TASK STATEMENT: Would you restate every entry that follows, word for word, and leave out the pictures?

INFORMATION PROVIDED:
##########

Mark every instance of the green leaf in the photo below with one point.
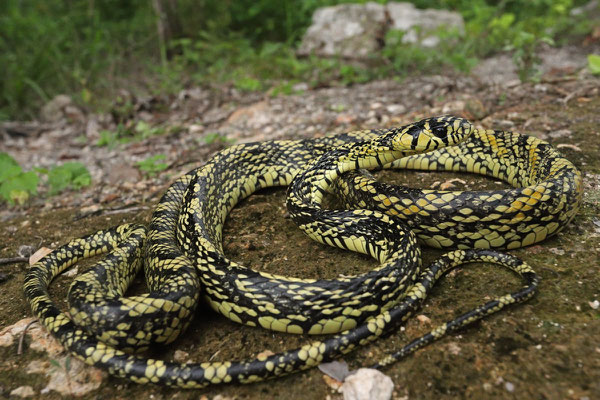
(18, 188)
(594, 63)
(69, 175)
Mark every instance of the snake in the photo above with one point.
(182, 256)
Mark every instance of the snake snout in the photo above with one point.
(450, 130)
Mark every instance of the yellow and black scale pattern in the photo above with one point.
(183, 253)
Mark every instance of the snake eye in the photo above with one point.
(440, 131)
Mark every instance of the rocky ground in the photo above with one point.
(548, 348)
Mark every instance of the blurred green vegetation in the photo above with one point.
(90, 48)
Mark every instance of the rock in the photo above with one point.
(347, 30)
(23, 391)
(357, 30)
(367, 384)
(420, 25)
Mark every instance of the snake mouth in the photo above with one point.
(433, 133)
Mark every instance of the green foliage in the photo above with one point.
(594, 64)
(52, 46)
(87, 48)
(16, 186)
(140, 131)
(152, 165)
(216, 137)
(70, 175)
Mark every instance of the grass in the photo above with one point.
(89, 50)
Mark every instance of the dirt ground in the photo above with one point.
(547, 348)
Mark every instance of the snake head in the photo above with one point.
(433, 133)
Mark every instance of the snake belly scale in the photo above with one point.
(183, 254)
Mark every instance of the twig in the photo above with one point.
(20, 348)
(13, 260)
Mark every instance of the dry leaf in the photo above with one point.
(332, 382)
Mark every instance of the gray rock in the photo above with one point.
(347, 30)
(420, 26)
(367, 384)
(357, 30)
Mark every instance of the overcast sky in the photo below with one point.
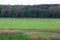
(28, 2)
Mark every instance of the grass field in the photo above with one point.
(29, 23)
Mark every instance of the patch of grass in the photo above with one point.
(29, 23)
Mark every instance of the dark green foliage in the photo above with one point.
(28, 11)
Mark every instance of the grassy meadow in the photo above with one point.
(30, 23)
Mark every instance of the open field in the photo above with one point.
(30, 23)
(21, 35)
(29, 29)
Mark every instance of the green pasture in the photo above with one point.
(30, 23)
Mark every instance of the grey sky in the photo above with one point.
(29, 2)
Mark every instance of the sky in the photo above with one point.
(28, 2)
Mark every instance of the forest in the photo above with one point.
(30, 11)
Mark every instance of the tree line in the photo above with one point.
(30, 11)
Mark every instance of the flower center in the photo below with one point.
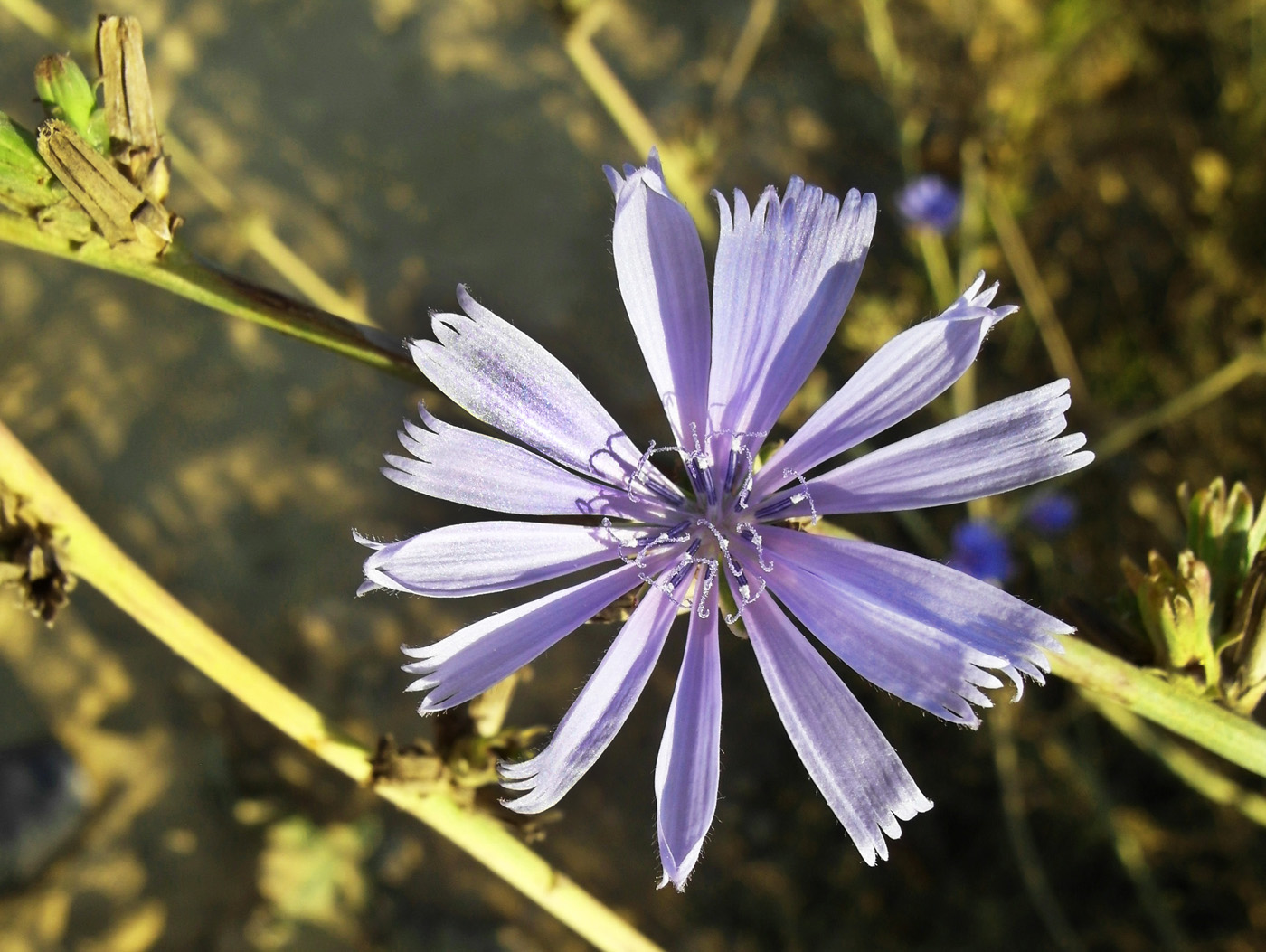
(721, 514)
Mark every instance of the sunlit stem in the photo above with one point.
(91, 556)
(1171, 705)
(183, 274)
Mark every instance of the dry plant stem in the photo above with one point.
(1186, 402)
(181, 274)
(1171, 705)
(1186, 766)
(260, 236)
(742, 57)
(626, 113)
(94, 557)
(1037, 885)
(1034, 288)
(256, 231)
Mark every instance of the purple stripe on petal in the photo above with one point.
(487, 472)
(915, 661)
(470, 661)
(980, 616)
(997, 448)
(601, 708)
(664, 281)
(902, 376)
(785, 274)
(504, 377)
(687, 770)
(848, 759)
(475, 559)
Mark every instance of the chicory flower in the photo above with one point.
(930, 202)
(727, 544)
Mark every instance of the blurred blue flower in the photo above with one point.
(980, 550)
(1053, 514)
(931, 202)
(725, 360)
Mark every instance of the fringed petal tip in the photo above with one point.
(677, 872)
(975, 304)
(889, 827)
(652, 174)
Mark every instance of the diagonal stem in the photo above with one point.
(181, 272)
(90, 555)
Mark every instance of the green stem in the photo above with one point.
(181, 272)
(1190, 768)
(1171, 705)
(89, 553)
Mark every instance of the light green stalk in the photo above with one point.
(181, 272)
(90, 555)
(1171, 704)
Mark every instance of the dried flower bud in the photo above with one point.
(1176, 608)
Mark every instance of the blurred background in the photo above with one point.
(1110, 154)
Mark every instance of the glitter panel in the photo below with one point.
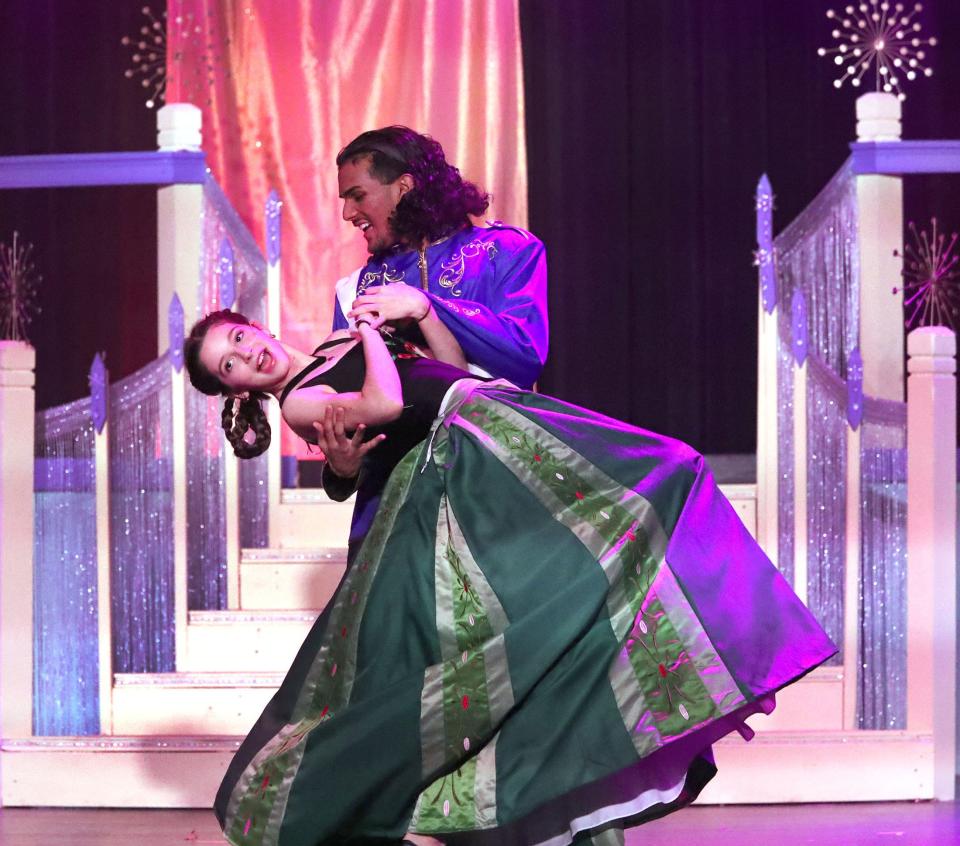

##########

ANSWER BOX:
Mark every instance of the green leaf in the photo below with one point.
(18, 188)
(594, 63)
(69, 175)
Mark every instance of the snake in the photo above with one point.
(182, 256)
Mark every instance of the snake snout in the photo above with one point.
(450, 130)
Mark every instance of the yellow and black scale pattern in the photo above with one point.
(183, 253)
Mark every instance of the snake eye in the photo above with one point.
(440, 131)
Mark every instance of the rocky ground in the photo above with one point.
(548, 348)
Mark every instance of the blurred green vegetation in the photo above with one point.
(90, 48)
Mark every instance of the rock in the photo above with one point.
(347, 30)
(23, 391)
(357, 30)
(367, 384)
(420, 25)
Mark every instance of the snake mouth in the photo above with one point.
(433, 133)
Mark every instance of the green foliage in the photo above with one point.
(594, 64)
(52, 46)
(87, 48)
(16, 186)
(140, 131)
(152, 165)
(216, 137)
(70, 175)
Mark every instance of the grass in the photo above with one point.
(89, 50)
Mark every instance of the dirt ground in the photo above with one point.
(547, 348)
Mark every instance of the snake head in the photo above with one point.
(433, 133)
Mark every instance of the snake belly scale in the photo above with one point.
(183, 254)
Mark every instance of the twig in the photo above with one point.
(20, 348)
(13, 260)
Mark every instance of the dry leaf in the photo above with one point.
(332, 382)
Mark every instance of the gray rock in the photo above with one point.
(347, 30)
(420, 26)
(367, 384)
(357, 30)
Mark every instance of the overcast sky in the photo below with one point.
(28, 2)
Mark every instance of the grass field in the photo above with one point.
(29, 23)
Mark every instance of the patch of grass in the photo above with one point.
(29, 23)
Mark every instance of the dark green foliage in the photo above with one point.
(28, 11)
Mark every instance of the grassy meadow in the photo above with one point.
(30, 23)
Mark every instance of the open field in the photo above with one point.
(30, 23)
(21, 35)
(29, 29)
Mark every instance of the green pasture in the photo above with one point.
(30, 23)
Mark every instance of the grey sky in the photo above with one point.
(29, 2)
Mark every instance of the sky in the photo above with one point.
(28, 2)
Mark every instance of the forest in the photo above with one point.
(30, 11)
Mark every instance of the tree line in the photo above with one point.
(30, 11)
Mark every instance of the flower center in the photo below with one point.
(721, 514)
Mark every instance of the sunlit stem in the photo above with one point.
(91, 556)
(1171, 705)
(183, 274)
Mark every instance of the dry plant stem in the photo above with one point.
(1186, 402)
(181, 274)
(1171, 705)
(1186, 766)
(260, 236)
(742, 57)
(626, 113)
(94, 557)
(1037, 885)
(1034, 288)
(256, 231)
Mark every instance of the purple stripe on petal in the photo above with one point.
(487, 472)
(915, 661)
(470, 661)
(980, 616)
(997, 448)
(601, 708)
(664, 281)
(902, 376)
(785, 274)
(504, 377)
(687, 770)
(848, 759)
(475, 559)
Mark every instance of the chicory flower in the photo above with one point.
(930, 202)
(727, 544)
Mark every instance of the blurred blue flower in the photo above with one point.
(980, 550)
(1053, 514)
(931, 202)
(725, 360)
Mark every instance of the fringed petal tip in the photo above with one point.
(677, 872)
(975, 304)
(889, 827)
(652, 174)
Mark every instance of the diagonal stem in the photo above with one point.
(181, 272)
(90, 555)
Mark every instance of the green stem in the photo above with one point.
(181, 272)
(1190, 768)
(1171, 705)
(89, 553)
Mark every instance of the light green stalk in the photo above with one point.
(181, 272)
(90, 555)
(1171, 704)
Mark every instance of the dried flower bud in the photo above with one point.
(1176, 608)
Mark every instance of the blurred background in the photo above with one point.
(1110, 154)
Mark every instance of the glitter panel in the photo below with one point.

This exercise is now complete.